= What the task asks =
The reply should contain every line of the data, repeated exactly, and no pictures.

*** Data Section Begins ***

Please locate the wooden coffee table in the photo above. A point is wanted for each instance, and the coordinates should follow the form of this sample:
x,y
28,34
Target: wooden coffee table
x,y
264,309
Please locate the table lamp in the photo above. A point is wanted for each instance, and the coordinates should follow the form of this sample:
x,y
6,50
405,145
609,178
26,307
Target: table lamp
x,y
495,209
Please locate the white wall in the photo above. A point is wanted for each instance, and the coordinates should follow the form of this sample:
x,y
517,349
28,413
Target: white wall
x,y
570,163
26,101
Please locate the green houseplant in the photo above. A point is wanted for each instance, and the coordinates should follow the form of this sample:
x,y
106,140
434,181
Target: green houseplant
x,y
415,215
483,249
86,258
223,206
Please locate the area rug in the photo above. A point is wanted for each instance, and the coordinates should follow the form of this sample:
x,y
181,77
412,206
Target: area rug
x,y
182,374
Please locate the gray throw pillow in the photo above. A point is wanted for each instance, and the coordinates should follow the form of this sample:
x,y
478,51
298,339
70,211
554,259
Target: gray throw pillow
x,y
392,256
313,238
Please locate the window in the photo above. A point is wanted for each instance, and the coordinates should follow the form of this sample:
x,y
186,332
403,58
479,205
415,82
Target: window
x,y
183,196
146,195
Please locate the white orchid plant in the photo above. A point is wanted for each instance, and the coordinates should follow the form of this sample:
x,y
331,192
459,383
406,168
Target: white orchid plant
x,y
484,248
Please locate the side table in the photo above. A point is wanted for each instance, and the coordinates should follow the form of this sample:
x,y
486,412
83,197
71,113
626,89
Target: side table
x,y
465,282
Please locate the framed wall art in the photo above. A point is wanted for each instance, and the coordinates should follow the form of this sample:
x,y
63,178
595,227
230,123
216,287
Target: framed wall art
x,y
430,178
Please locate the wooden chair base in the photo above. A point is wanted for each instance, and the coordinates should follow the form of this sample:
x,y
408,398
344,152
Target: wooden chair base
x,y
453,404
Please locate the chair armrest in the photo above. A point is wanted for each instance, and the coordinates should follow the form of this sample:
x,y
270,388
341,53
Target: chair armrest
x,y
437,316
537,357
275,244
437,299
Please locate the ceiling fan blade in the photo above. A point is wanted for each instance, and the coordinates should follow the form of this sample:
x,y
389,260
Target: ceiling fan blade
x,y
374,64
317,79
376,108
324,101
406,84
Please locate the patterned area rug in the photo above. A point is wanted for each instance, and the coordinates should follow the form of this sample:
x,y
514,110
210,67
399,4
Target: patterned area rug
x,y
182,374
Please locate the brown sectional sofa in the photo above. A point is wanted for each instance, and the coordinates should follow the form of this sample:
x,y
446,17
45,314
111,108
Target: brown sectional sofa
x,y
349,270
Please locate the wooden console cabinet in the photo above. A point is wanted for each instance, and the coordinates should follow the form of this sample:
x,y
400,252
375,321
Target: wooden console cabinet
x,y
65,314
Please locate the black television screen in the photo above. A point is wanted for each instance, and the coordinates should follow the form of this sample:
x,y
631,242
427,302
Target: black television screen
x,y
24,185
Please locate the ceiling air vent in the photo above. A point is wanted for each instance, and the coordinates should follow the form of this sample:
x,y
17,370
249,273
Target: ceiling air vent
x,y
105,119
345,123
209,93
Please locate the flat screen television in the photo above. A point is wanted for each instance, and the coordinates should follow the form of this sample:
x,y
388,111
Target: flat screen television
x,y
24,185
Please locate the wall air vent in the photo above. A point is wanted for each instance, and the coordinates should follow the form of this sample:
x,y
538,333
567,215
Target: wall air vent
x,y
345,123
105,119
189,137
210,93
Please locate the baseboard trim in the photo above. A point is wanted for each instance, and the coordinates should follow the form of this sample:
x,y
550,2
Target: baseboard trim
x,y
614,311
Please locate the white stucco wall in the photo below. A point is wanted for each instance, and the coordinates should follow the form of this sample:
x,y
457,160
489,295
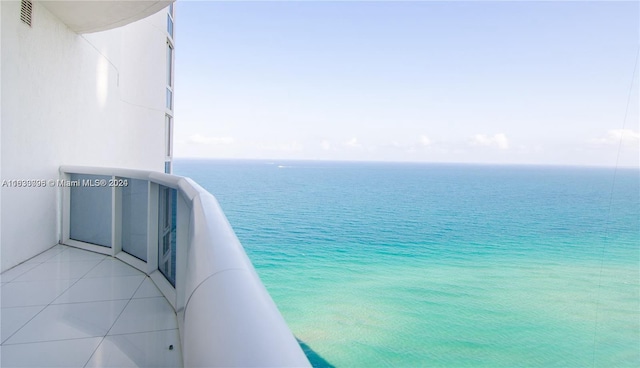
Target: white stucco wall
x,y
67,99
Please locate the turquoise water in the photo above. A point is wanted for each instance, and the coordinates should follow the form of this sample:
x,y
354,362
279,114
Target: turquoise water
x,y
376,264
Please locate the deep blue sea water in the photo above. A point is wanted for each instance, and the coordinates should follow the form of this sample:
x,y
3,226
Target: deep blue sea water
x,y
410,265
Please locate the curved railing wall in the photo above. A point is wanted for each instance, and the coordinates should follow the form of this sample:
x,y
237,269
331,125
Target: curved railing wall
x,y
175,231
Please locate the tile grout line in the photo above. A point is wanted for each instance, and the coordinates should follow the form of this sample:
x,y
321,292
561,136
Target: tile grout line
x,y
50,303
114,322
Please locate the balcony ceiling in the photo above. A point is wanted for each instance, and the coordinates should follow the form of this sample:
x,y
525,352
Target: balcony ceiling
x,y
98,15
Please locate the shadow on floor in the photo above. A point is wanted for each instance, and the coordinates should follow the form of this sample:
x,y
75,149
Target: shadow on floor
x,y
315,359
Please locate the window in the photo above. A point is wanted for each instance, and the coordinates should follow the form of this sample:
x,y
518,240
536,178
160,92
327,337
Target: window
x,y
169,64
168,120
167,233
26,10
169,102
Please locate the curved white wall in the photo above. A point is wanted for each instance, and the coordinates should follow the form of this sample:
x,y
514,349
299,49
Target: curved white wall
x,y
74,100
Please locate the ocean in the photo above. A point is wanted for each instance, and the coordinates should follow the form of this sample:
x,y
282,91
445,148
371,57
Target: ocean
x,y
443,265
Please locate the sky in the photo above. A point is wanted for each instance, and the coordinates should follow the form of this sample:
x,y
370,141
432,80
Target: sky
x,y
422,81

*** Data Section Ends ***

= The answer =
Please locate the wooden coffee table in the photo above. A point is wanted for each instance, and the coordinates should follow the form of this sample:
x,y
28,34
Target: wooden coffee table
x,y
264,309
Please locate the table lamp in the photo above. A point is wanted for each instance, and the coordinates should follow the form of this sample:
x,y
6,50
405,145
609,178
26,307
Target: table lamp
x,y
495,209
Please locate the white wall in the photo above. A point is wanted for each instance, and the coordinates should follow the form of this sample:
x,y
517,349
28,413
Target: white wall
x,y
570,163
26,101
Please locate the green houseplant in the photo above. A point is wanted for each instance, and the coordinates should follow the form of this sample:
x,y
106,140
434,181
Target: green houseplant
x,y
415,215
483,249
86,258
223,206
Please locate the area rug in the photo above. A point is wanted for each instance, and the coordinates should follow the form of this sample:
x,y
181,77
412,206
Target: area rug
x,y
182,374
Please locate the gray throw pillow in the photo above. A point is wanted for each instance, and the coordinates should follow the form of this sample:
x,y
478,51
298,339
70,211
554,259
Target: gray throw pillow
x,y
392,256
313,238
Please locate the window in the photo above. A point is wanted for each instance, and the coordinates should follow the form of this sample:
x,y
186,332
403,58
479,205
415,82
Target: window
x,y
183,196
146,195
Please locate the white orchid plant in the photo above. A point is wanted for each instance, and the coordinates should follow the form of this sample:
x,y
331,192
459,383
406,168
Target: white orchid plant
x,y
484,248
Please locate the side table in the photo above. A point is wanted for each instance, and the coordinates should follow the form of this sample:
x,y
486,412
83,197
71,113
626,89
Target: side table
x,y
465,282
Please locate the framed wall art in the photo above. A point is wanted for each instance, and the coordinates should follow the form of this sample:
x,y
63,178
595,227
230,123
216,287
Target: framed wall art
x,y
430,178
Please locate the wooden chair base in the photo above. A point is wanted for each instance, and the coordinates should follow the form of this sample:
x,y
408,398
344,152
Target: wooden chair base
x,y
453,404
Please locate the chair armrest in the photo above. A point is wanted for each instance, and the coordinates should follow the form of this sample:
x,y
270,388
341,53
Target: chair armrest
x,y
437,316
537,357
275,244
437,299
Please locate the ceiling fan blade in the photo above. A point is wanted for each instance, and the coordinates should follow the form of this sample:
x,y
389,260
Target: ceiling fan blade
x,y
374,64
317,79
376,108
324,101
406,84
Please locate the patterned area rug in the photo above. A point is wanted for each instance, and the coordinates should follow the form of this sample:
x,y
514,110
210,67
399,4
Target: patterned area rug
x,y
182,374
Please locate the brown sectional sofa in the photo above. A point is wanted for each instance, and the coordinates should follow the form of this sample:
x,y
446,17
45,314
111,108
Target: brown sectional sofa
x,y
349,270
Please locate the wooden console cabinet in the photo above. A point is wanted for each instance, and the coordinates should follow the form of this sample:
x,y
400,252
375,321
Target: wooden console cabinet
x,y
65,314
Please locate the black television screen in the photo above. A point is wanted for each instance, and the coordinates should follow the form of this sample:
x,y
631,242
427,302
Target: black television screen
x,y
24,185
Please locate the ceiling air vent in the photo above. A point is wanted for each instance, and the coordinates should follow the form of this sample:
x,y
17,370
249,273
Target: ceiling air vent
x,y
105,119
345,123
209,93
Please locate the flat screen television in the photo above. A point is wanted for each instance, and the coordinates should follow the form of this sample:
x,y
388,111
Target: flat screen television
x,y
24,185
Please locate the wall air vent in the photo above. A point is wanted for each instance, and the coordinates should follow the form of this sample:
x,y
538,333
567,215
Target: wall air vent
x,y
345,123
105,119
189,137
210,93
Please locate the baseboard trim in the photo above. A point is wanted for each instance, and the coordinates should follow the form of this sample:
x,y
550,2
Target: baseboard trim
x,y
614,311
Please locate the white stucco wall in the photo below. A point is wanted for each instance, and the coordinates should follow the form of this sample:
x,y
457,160
489,295
Target: white stucco wall
x,y
67,99
Please locate the turquoise water in the photo above. A point is wanted for each instance, and the coordinates should follow the form of this sample:
x,y
354,362
279,114
Target: turquoise water
x,y
376,264
Please locate the deep blue sea water in the photo above. A point is wanted for each instance, and the coordinates should follow the form of this sample:
x,y
3,226
Target: deep blue sea water
x,y
410,265
Please locate the curved railing wall in the photo above. A point is wanted for each instance, and the coordinates should follow the form of this sample:
x,y
237,269
331,125
Target: curved railing wall
x,y
175,231
Please locate the tile grout line in the photo above. A point is wanted for each instance, and the coordinates should follow the form of this sample:
x,y
321,292
561,136
Target: tile grout line
x,y
50,303
114,322
Please locate the balcony ceiling in the photo above. A point is wanted for each instance, and the coordinates should follow the form of this sample:
x,y
525,352
Target: balcony ceiling
x,y
98,15
Please locate the shadow on floor in the photo above. A point is wanted for each instance, and the coordinates should follow the form of this sample:
x,y
75,149
Target: shadow on floor
x,y
315,359
Please locate the window in the photo above. A point is wanted for each instance, and the coordinates should follow the form of this sample:
x,y
518,240
536,178
160,92
327,337
Target: window
x,y
169,64
168,120
167,233
26,10
169,102
Please locate the curved white wall in the photo above. A point is wanted for each instance, and the coordinates should follow the form of this sample:
x,y
514,349
299,49
Target: curved white wall
x,y
74,100
Please locate the ocean in the photo above. A point is wanted for each instance, and the coordinates should follow the form of this sample:
x,y
282,91
445,148
371,57
Target: ocean
x,y
443,265
Please locate the sky in the photo above. A point is wanted for each instance, and the coordinates should follow the form of this sample:
x,y
370,141
432,80
Target: sky
x,y
422,81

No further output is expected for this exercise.